In this exercise, every entry below is to be reproduced word for word.

***

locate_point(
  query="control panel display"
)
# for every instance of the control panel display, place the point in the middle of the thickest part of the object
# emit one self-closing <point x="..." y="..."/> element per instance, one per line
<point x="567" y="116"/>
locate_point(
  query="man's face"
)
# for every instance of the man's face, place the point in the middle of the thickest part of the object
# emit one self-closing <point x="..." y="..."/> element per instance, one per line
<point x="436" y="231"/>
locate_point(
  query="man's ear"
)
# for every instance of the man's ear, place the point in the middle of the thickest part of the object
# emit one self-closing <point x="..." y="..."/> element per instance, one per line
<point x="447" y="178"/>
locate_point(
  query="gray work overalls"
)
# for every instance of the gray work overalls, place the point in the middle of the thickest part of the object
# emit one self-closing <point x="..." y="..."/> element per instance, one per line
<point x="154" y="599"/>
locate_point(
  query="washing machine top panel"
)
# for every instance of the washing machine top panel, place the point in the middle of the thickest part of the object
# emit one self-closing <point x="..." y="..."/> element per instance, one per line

***

→ RESPONSE BOX:
locate_point(
  query="control panel display"
)
# for every instance of the control panel display, place the point in the middle of the thickest part of the object
# emit one self-closing <point x="..." y="..."/> element per instance, one per line
<point x="567" y="116"/>
locate_point(
  query="man's face"
)
# for every instance of the man's face, place the point in the middle of the thickest part of the object
# emit one self-closing <point x="..." y="..."/> element per instance, one per line
<point x="436" y="231"/>
locate_point(
  query="man's ear"
)
# for every instance of the man's ear, place the point in the middle of the thickest part of the object
# emit one self-closing <point x="..." y="..."/> element per instance, one per line
<point x="447" y="178"/>
locate_point(
  query="gray work overalls"
)
# for every instance of the gray work overalls, place the point in the middle of the thickest part of the object
# emit one self-closing <point x="..." y="..."/> element per instance, one per line
<point x="154" y="599"/>
locate_point(
  query="washing machine top panel"
)
# for every instance of the washing machine top panel, place the point in the middle of the thickest part of the object
# emit one self-closing <point x="..." y="..."/> element per instance, one per line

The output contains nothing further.